▶ Exercise directions:
In the text on handling cookies with HttpClient, how do you keep track of a cookie set by the server?

▶ Text to read:
- - - - - - -
1.11. Working with Cookies
1.11.1. Problem
You need to work with a system that uses cookies to store state, and you need to be able to set cookies as well as keep track of cookies set by the server.
1.11.2. Solution
HttpClient handles cookies automatically. If you need to keep track of a cookie set by the server, simply use the same instance of HttpClient for each request in a session. If you need to set a cookie, create an instance of Cookie, and add it to HttpState. The following example sends a Cookie to the server:
import java.io.IOException;
import org.apache.commons.httpclient.Cookie;
import org.apache.commons.httpclient.HttpClient;
import org.apache.commons.httpclient.HttpException;
import org.apache.commons.httpclient.HttpMethod;
import org.apache.commons.httpclient.methods.GetMethod;
HttpClient client = new HttpClient( );
System.out.println( "Making Request without Cookie: " );
makeRequest(client);
System.out.println( "Making Request with Cookie: " );
Cookie cookie = new Cookie(".discursive.com", "test_cookie", "hello", "/", null, false);
client.getState( ).addCookie( cookie);
makeRequest(client);
private static void makeRequest(HttpClient client) throws IOException, HttpException {
String url = "http://www.discursive.com/cgi-bin/jccook/cookie_test.cgi";
HttpMethod method = new GetMethod( url );
client.executeMethod( method );
String response = method.getResponseBodyAsString( );
System.out.println( response );
method.releaseConnection( );
method.recycle( );
}
This example hits a CGI script that tests for the presence of a cookie named test_cookie. One request is made without the cookie and another request is made with the cookie. The following output is produced:
Making Request without Cookie:
<h1>test_cookie NOT PRESENT</h1>
Making Request with Cookie:
<h1>test_cookie PRESENT</h1 >
1.11.3. Discussion
Cookies are used by a number of application servers to manage user sessions; JSESSIONID cookies are used by most J2EE application servers and servlet containers to keep track of a session. Because HttpClient automatically handles cookies, if a server sets a cookie, it will be added to the HttpState instance associated with HttpClient. If you need to get a list of cookies associated with an HttpState, call getCookies( ) to obtain an array of Cookie objects. The following code retrieves an array of cookie objects, printing the domain, path, name, and value of each Cookie:
HttpClient client = new HttpClient( );
//execute some methods...
- - - - - - -
▶ Given information:

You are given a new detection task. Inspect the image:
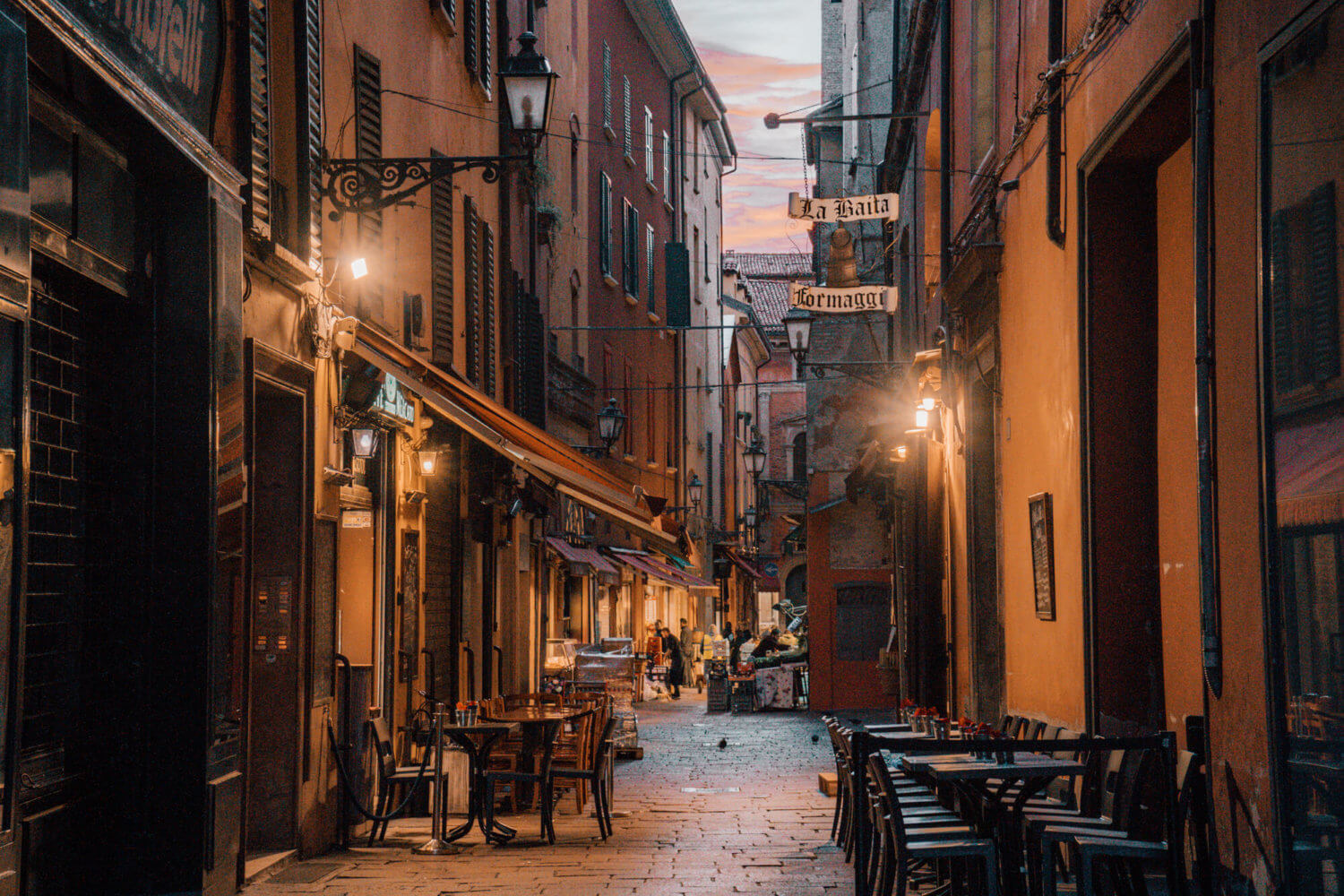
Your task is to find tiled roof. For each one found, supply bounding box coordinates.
[723,250,812,280]
[742,278,789,331]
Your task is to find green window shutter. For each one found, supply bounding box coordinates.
[476,0,495,97]
[1303,181,1340,383]
[247,0,271,239]
[462,0,480,73]
[429,151,454,368]
[1269,208,1296,392]
[481,221,499,398]
[355,44,383,315]
[462,196,481,385]
[295,0,323,271]
[602,40,612,127]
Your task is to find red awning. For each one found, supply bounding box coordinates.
[546,535,618,576]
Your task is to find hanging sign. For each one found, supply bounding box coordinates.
- - - - - - -
▶ Exercise solution:
Use the same instance of HttpClient for each request in a session.